------ MATERIAL DE TRABAJO

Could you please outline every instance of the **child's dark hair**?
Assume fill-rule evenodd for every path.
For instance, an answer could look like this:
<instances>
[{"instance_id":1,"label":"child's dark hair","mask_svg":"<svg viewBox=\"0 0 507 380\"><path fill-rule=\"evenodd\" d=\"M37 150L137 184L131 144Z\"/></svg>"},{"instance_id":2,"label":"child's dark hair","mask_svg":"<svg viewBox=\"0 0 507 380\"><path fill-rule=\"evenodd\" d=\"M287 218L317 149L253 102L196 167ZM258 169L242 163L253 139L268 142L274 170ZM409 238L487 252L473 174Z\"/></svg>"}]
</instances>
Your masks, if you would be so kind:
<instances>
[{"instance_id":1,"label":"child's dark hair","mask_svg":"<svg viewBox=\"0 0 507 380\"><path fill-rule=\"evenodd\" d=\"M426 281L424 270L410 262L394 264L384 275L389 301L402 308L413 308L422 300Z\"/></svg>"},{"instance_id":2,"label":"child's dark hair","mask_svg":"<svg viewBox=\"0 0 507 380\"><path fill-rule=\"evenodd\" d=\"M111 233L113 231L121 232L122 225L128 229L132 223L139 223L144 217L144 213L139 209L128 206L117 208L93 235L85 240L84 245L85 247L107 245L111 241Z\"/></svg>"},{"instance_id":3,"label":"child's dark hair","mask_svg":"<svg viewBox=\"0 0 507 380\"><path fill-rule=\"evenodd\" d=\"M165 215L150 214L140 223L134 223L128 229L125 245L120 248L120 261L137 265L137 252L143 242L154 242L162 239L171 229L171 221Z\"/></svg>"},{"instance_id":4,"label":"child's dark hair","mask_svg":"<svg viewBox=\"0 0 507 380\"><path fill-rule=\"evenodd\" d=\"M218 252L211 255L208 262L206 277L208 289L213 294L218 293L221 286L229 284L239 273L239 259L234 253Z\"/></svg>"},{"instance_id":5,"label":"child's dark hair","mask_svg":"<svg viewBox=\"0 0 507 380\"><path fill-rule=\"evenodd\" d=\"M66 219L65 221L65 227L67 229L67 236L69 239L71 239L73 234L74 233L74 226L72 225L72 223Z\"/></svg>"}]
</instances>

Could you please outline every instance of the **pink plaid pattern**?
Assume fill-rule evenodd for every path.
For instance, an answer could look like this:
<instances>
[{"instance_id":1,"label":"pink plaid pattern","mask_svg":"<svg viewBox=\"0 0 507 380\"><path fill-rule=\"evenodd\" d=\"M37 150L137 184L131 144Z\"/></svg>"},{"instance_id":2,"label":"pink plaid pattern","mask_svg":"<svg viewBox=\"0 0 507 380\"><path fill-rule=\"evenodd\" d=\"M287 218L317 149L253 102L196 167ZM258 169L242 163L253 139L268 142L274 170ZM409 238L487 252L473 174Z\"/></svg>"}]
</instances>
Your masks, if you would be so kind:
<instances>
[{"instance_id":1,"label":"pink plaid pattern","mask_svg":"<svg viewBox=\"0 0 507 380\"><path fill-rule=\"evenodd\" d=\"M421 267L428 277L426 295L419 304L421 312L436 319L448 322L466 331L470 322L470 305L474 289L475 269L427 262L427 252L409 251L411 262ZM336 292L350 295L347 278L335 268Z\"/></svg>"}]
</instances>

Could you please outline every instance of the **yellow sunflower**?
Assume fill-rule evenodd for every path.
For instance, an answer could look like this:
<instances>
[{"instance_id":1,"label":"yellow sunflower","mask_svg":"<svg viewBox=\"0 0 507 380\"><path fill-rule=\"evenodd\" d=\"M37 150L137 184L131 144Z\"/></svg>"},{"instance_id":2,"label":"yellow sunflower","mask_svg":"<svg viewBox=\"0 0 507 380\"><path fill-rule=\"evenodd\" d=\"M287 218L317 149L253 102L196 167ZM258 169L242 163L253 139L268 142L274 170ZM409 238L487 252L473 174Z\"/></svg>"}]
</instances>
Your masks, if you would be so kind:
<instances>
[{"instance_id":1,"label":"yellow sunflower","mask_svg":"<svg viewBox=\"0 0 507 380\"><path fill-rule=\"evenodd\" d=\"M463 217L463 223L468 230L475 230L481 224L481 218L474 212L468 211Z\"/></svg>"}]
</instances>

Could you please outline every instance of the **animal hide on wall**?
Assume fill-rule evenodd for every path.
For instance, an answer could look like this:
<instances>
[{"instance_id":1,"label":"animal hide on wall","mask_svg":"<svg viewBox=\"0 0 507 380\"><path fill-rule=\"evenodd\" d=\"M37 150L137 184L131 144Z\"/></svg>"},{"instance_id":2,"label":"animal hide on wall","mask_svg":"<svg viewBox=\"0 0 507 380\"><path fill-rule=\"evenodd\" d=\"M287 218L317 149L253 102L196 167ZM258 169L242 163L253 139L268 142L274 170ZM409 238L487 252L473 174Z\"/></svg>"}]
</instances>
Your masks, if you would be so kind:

------------

> **TAREA BREVE**: Convierte todas las líneas de arriba en una lista JSON de cadenas, con una cadena por línea y sin incluir las líneas en blanco.

> **RESPUESTA**:
[
  "Could you please outline every instance of the **child's dark hair**?",
  "Assume fill-rule evenodd for every path.",
  "For instance, an answer could look like this:",
  "<instances>",
  "[{\"instance_id\":1,\"label\":\"child's dark hair\",\"mask_svg\":\"<svg viewBox=\\\"0 0 507 380\\\"><path fill-rule=\\\"evenodd\\\" d=\\\"M37 150L137 184L131 144Z\\\"/></svg>\"},{\"instance_id\":2,\"label\":\"child's dark hair\",\"mask_svg\":\"<svg viewBox=\\\"0 0 507 380\\\"><path fill-rule=\\\"evenodd\\\" d=\\\"M287 218L317 149L253 102L196 167ZM258 169L242 163L253 139L268 142L274 170ZM409 238L487 252L473 174Z\\\"/></svg>\"}]",
  "</instances>",
  "Your masks, if you would be so kind:",
  "<instances>",
  "[{\"instance_id\":1,\"label\":\"child's dark hair\",\"mask_svg\":\"<svg viewBox=\\\"0 0 507 380\\\"><path fill-rule=\\\"evenodd\\\" d=\\\"M426 281L424 270L410 262L394 264L384 275L389 301L402 308L413 308L422 300Z\\\"/></svg>\"},{\"instance_id\":2,\"label\":\"child's dark hair\",\"mask_svg\":\"<svg viewBox=\\\"0 0 507 380\\\"><path fill-rule=\\\"evenodd\\\" d=\\\"M111 233L113 231L121 232L122 225L128 229L132 223L139 223L144 217L144 213L139 209L128 206L117 208L93 235L85 240L84 245L85 247L107 245L111 241Z\\\"/></svg>\"},{\"instance_id\":3,\"label\":\"child's dark hair\",\"mask_svg\":\"<svg viewBox=\\\"0 0 507 380\\\"><path fill-rule=\\\"evenodd\\\" d=\\\"M165 215L150 214L140 223L134 223L128 229L125 245L120 248L120 261L137 265L137 252L143 242L154 242L162 239L171 229L171 221Z\\\"/></svg>\"},{\"instance_id\":4,\"label\":\"child's dark hair\",\"mask_svg\":\"<svg viewBox=\\\"0 0 507 380\\\"><path fill-rule=\\\"evenodd\\\" d=\\\"M218 252L211 255L208 262L206 277L208 289L213 294L218 293L221 286L229 284L239 273L239 259L234 253Z\\\"/></svg>\"},{\"instance_id\":5,\"label\":\"child's dark hair\",\"mask_svg\":\"<svg viewBox=\\\"0 0 507 380\\\"><path fill-rule=\\\"evenodd\\\" d=\\\"M66 219L65 221L65 227L67 229L67 236L69 239L71 239L73 234L74 233L74 226L72 225L72 223Z\\\"/></svg>\"}]",
  "</instances>",
  "Could you please outline every instance of the **pink plaid pattern**?",
  "Assume fill-rule evenodd for every path.",
  "For instance, an answer could look like this:",
  "<instances>",
  "[{\"instance_id\":1,\"label\":\"pink plaid pattern\",\"mask_svg\":\"<svg viewBox=\\\"0 0 507 380\\\"><path fill-rule=\\\"evenodd\\\" d=\\\"M37 150L137 184L131 144Z\\\"/></svg>\"},{\"instance_id\":2,\"label\":\"pink plaid pattern\",\"mask_svg\":\"<svg viewBox=\\\"0 0 507 380\\\"><path fill-rule=\\\"evenodd\\\" d=\\\"M287 218L317 149L253 102L196 167ZM258 169L242 163L253 139L268 142L274 170ZM409 238L487 252L473 174Z\\\"/></svg>\"}]",
  "</instances>",
  "Your masks, if you would be so kind:",
  "<instances>",
  "[{\"instance_id\":1,\"label\":\"pink plaid pattern\",\"mask_svg\":\"<svg viewBox=\\\"0 0 507 380\\\"><path fill-rule=\\\"evenodd\\\" d=\\\"M421 267L428 277L426 295L419 304L421 312L436 319L448 322L466 331L470 322L470 305L474 289L475 269L427 262L427 252L409 251L411 262ZM336 292L350 295L347 278L335 268Z\\\"/></svg>\"}]",
  "</instances>",
  "Could you please outline every instance of the **yellow sunflower**?",
  "Assume fill-rule evenodd for every path.",
  "For instance, an answer could look like this:",
  "<instances>",
  "[{\"instance_id\":1,\"label\":\"yellow sunflower\",\"mask_svg\":\"<svg viewBox=\\\"0 0 507 380\\\"><path fill-rule=\\\"evenodd\\\" d=\\\"M37 150L137 184L131 144Z\\\"/></svg>\"},{\"instance_id\":2,\"label\":\"yellow sunflower\",\"mask_svg\":\"<svg viewBox=\\\"0 0 507 380\\\"><path fill-rule=\\\"evenodd\\\" d=\\\"M287 218L317 149L253 102L196 167ZM258 169L242 163L253 139L268 142L274 170ZM409 238L487 252L473 174Z\\\"/></svg>\"}]",
  "</instances>",
  "Your masks, if you would be so kind:",
  "<instances>",
  "[{\"instance_id\":1,\"label\":\"yellow sunflower\",\"mask_svg\":\"<svg viewBox=\\\"0 0 507 380\\\"><path fill-rule=\\\"evenodd\\\" d=\\\"M463 217L463 223L468 230L475 230L481 224L481 218L474 212L468 211Z\\\"/></svg>\"}]",
  "</instances>",
  "Could you please outline every instance of the **animal hide on wall**?",
  "Assume fill-rule evenodd for every path.",
  "For instance, an answer could look like this:",
  "<instances>",
  "[{\"instance_id\":1,\"label\":\"animal hide on wall\",\"mask_svg\":\"<svg viewBox=\\\"0 0 507 380\\\"><path fill-rule=\\\"evenodd\\\" d=\\\"M37 150L137 184L131 144Z\\\"/></svg>\"},{\"instance_id\":2,\"label\":\"animal hide on wall\",\"mask_svg\":\"<svg viewBox=\\\"0 0 507 380\\\"><path fill-rule=\\\"evenodd\\\" d=\\\"M287 218L317 149L253 102L196 167ZM258 169L242 163L253 139L268 142L274 170ZM409 238L487 252L473 174Z\\\"/></svg>\"}]",
  "</instances>",
  "Your masks, if you would be so kind:"
]